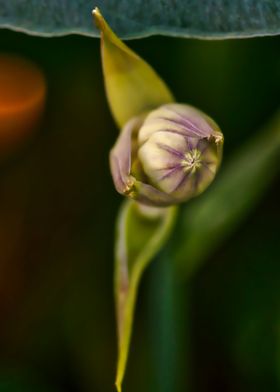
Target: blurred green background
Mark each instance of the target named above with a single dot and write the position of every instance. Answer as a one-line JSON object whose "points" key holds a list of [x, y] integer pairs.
{"points": [[218, 330]]}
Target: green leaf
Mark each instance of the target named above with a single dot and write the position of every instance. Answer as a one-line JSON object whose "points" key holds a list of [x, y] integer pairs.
{"points": [[209, 219], [132, 86], [141, 232], [130, 19]]}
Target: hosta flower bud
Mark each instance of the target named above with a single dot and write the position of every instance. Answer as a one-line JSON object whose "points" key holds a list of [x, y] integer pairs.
{"points": [[168, 156]]}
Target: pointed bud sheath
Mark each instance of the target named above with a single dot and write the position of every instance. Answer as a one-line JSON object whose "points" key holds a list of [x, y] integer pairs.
{"points": [[168, 156]]}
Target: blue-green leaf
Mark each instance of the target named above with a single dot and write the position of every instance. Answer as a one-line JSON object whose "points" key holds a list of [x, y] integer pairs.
{"points": [[130, 19]]}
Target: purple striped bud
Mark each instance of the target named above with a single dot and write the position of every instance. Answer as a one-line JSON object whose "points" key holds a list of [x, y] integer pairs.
{"points": [[168, 156]]}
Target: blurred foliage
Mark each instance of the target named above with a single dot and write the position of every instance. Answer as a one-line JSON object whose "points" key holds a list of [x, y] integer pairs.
{"points": [[134, 19], [217, 331]]}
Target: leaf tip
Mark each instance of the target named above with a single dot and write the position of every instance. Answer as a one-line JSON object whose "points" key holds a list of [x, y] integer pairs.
{"points": [[118, 386], [98, 18]]}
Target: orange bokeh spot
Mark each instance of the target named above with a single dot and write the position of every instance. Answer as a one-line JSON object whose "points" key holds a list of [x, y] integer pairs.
{"points": [[22, 98]]}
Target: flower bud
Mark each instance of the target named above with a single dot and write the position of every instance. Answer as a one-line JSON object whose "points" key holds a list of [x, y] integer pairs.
{"points": [[168, 156]]}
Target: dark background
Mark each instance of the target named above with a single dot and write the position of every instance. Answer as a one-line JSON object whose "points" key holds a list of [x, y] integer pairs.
{"points": [[218, 331]]}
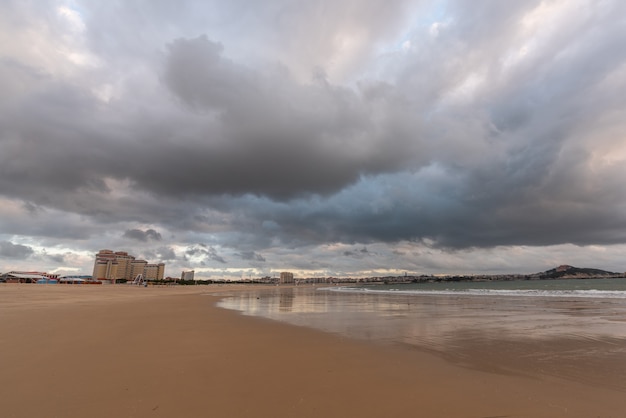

PROBLEM TO SOLVE: Copy down every line of the material above that includes the string "blurred".

ANSWER SPACE:
Target: blurred green background
Target: blurred foliage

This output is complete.